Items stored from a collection
********************

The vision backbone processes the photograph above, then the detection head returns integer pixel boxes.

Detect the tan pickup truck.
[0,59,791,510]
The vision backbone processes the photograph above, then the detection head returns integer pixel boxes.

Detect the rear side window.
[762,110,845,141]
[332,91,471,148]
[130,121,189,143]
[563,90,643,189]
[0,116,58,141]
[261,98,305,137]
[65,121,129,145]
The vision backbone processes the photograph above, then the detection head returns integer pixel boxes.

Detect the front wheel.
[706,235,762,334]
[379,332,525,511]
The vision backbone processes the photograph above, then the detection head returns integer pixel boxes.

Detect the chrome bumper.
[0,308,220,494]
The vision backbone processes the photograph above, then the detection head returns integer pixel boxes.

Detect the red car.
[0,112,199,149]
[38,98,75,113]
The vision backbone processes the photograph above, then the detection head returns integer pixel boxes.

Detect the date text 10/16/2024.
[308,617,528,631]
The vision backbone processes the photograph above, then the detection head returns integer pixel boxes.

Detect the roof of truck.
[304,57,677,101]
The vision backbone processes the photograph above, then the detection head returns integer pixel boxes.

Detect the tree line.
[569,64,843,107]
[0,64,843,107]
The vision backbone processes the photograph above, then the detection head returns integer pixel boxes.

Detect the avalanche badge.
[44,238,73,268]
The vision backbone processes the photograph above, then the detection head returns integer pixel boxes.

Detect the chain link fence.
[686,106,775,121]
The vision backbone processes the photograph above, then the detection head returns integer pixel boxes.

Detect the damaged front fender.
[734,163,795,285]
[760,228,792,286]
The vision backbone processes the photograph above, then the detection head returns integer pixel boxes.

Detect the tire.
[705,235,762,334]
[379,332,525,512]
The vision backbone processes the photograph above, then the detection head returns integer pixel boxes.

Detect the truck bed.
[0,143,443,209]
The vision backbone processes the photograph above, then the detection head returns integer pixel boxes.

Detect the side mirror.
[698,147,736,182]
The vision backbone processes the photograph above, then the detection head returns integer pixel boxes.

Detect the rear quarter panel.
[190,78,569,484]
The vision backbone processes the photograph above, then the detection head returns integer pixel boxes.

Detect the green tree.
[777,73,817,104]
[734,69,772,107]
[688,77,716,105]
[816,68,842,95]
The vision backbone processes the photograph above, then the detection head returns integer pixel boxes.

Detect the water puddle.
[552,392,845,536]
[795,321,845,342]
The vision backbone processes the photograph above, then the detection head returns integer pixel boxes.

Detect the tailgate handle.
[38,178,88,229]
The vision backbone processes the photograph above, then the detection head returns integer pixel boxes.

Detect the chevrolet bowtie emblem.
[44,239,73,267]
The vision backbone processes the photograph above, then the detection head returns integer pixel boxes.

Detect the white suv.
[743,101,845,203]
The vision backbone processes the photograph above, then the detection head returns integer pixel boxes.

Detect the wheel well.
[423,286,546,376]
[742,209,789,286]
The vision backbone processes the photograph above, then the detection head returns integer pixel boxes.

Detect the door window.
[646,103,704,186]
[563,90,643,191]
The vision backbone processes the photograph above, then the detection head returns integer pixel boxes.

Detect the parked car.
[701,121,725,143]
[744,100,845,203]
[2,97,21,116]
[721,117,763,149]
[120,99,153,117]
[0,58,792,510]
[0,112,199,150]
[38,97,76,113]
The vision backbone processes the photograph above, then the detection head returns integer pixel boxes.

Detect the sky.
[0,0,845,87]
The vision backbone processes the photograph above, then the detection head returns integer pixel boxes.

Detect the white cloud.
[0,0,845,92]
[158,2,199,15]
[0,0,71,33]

********************

Give every line of the material above as a numbered list, omitting the blank lines.

1. The vision backbone processes the photograph above, then the detection head returns integer pixel boxes.
2. Detect the tan pickup truck.
3. [0,59,791,510]
4. The vision backbone processes the photograph above, then the detection head returns integer pixel boxes.
5. Detect the rear side window.
6. [762,110,845,141]
7. [332,91,471,148]
8. [130,121,189,143]
9. [563,90,643,189]
10. [0,116,58,141]
11. [261,98,305,137]
12. [65,121,129,145]
13. The vision backbone processes the photograph above, then the detection head returns integer pixel boxes.
14. Detect the front wheel.
15. [706,235,762,334]
16. [379,332,525,511]
17. The vision backbone processes the photograph above, then the detection head returns integer pixel boxes.
18. Detect the chrome bumper.
19. [0,308,220,494]
20. The vision backbone processes the photograph above, then the detection head returns integer pixel boxes.
21. Detect the red car.
22. [0,112,199,149]
23. [38,98,75,113]
24. The vision backbone processes the photograph above, then the detection head returns integer pixel boxes.
25. Detect the date text 10/16/2024.
26. [308,617,528,631]
27. The vision backbone processes the photograph above, then the detection head returns integer pixel boxes.
28. Detect the roof of truck.
29. [304,57,677,101]
30. The vision backbone processes the photograph above, then the detection head returns integer pixel boxes.
31. Detect the tree line.
32. [569,64,843,107]
33. [0,64,843,107]
34. The vision backbone processes the photograph above, then the detection head returns integer pixel boxes.
35. Detect the avalanche badge.
36. [44,238,73,268]
37. The vision backbone processes the photograph above, then the detection head returns integer pixel boxes.
38. Detect the chain link fence.
39. [686,106,775,121]
40. The vision backbone processes the photograph above, then the detection head returns integer pixel boxes.
41. Detect the damaged front fender.
42. [734,163,795,285]
43. [760,228,792,286]
44. The vision backbone processes the photograph above, then the detection head returns integer pixel boxes.
45. Detect the tire.
46. [705,235,762,334]
47. [379,332,525,512]
48. The vision backbone processes the photograph above, then the detection head returns integer pixel boxes.
49. Detect the truck bed.
50. [0,143,443,209]
51. The vision backbone processes the photograph above, then the detection head returns integer pixel boxes.
52. Detect the side mirror.
53. [698,147,736,182]
54. The vision backbone processes the photograph above, then the detection head returns integer pixel boxes.
55. Detect the rear quarter panel.
56. [190,78,569,484]
57. The vision backbone processes the photograph above, then the detection head returns integer pixel boxes.
58. Detect the green tree.
59. [777,73,817,104]
60. [734,69,772,107]
61. [688,77,716,105]
62. [816,68,842,95]
63. The vision backbone processes the photograph above, then the detection head returns integer pixel boxes.
64. Detect the water puddle.
65. [552,392,845,536]
66. [795,321,845,342]
67. The vision backbone processes the photograph above, then the detection head returns integer pixel boxes.
68. Detect the tailgate handle.
69. [38,178,88,229]
70. The vision backbone processes the photograph above, then the detection head returns integer pixel boxes.
71. Detect the chevrolet bowtie emblem.
72. [44,239,73,267]
73. The vision backbone processes the photograph above, then the detection head returns integer pixel boxes.
74. Detect the white suv.
75. [743,101,845,203]
76. The vision backbone processes the photograph above, then the detection head returns integer pixel boxes.
77. Detect the wheel well.
78. [423,286,546,376]
79. [742,209,789,286]
80. The vision backbone processes the photograph above, then the detection head returns integer pixel boxes.
81. Detect the door window.
82. [646,103,704,186]
83. [563,90,643,191]
84. The vision backbone processes the photograph above, then the detection head returns integer pixel boxes.
85. Detect the parked car.
86. [701,121,725,143]
87. [744,100,845,203]
88. [2,97,21,116]
89. [721,117,763,149]
90. [120,99,153,117]
91. [0,58,792,510]
92. [0,112,199,150]
93. [38,97,76,113]
94. The vision backbone processes the photograph above, then the detection head returns integer pixel boxes.
95. Detect the sky.
96. [0,0,845,87]
97. The vision backbone processes the photograph above, then the detection head returns integer pixel boxes.
98. Detect the white cloud.
99. [0,0,845,92]
100. [158,2,199,15]
101. [0,0,71,33]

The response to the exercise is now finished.